*** Text section ***

Whatever the answers to those questions, this solution has been around for a very long time. The structures of the replication-associated sliding clamp from bacteria and from humans look virtually identical:

Human (left), and E. coli (right) sliding clamp protein complexes that facilitate DNA replication. Where does the DNA go? Obviously through the middle. These proteins do not bind to the DNA in any sequence specific way, but have positive charges arrayed around the inner ring, to gently stay in contact with negatively charged DNA.

The clamp complexes assemble into extremely stable rings right after they are synthesized off the ribosomal assembly line. That means that they have to be pried apart again to get put on DNA. That is the job of "clamp loaders"- yet another protein complex that orchestrate the proper placement of these clamps. While the clamp proteins are pretty simple affairs- pure structures lacking any enzymatic activity- the clamp loaders are ATP-ases and quite dynamic. 

https://www.ncbi.nlm.nih.gov/pmc/articles/PMC3683903/

An extremely simplistic model of clamp loading, with the loader prying open the clamp to allow it to admit double stranded DNA.

*** End of Text section ***
*** Supplied data ***

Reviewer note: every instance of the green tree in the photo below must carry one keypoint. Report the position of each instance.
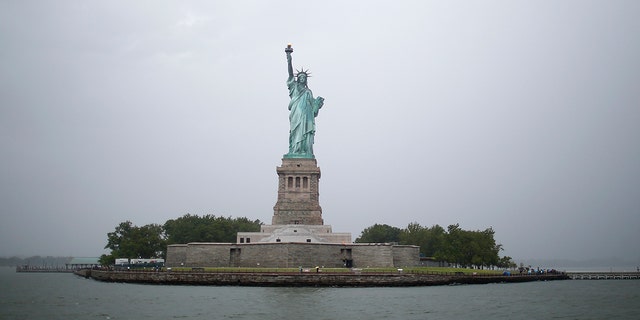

*** End of Supplied data ***

* What is needed: Rewrite the stretch of the sliding clamp text from "Human (left), and" through "negatively charged DNA.", replacing "inner ring" with "central channel".

* Task solution:
Human (left), and E. coli (right) sliding clamp protein complexes that facilitate DNA replication. Where does the DNA go? Obviously through the middle. These proteins do not bind to the DNA in any sequence specific way, but have positive charges arrayed around the central channel, to gently stay in contact with negatively charged DNA.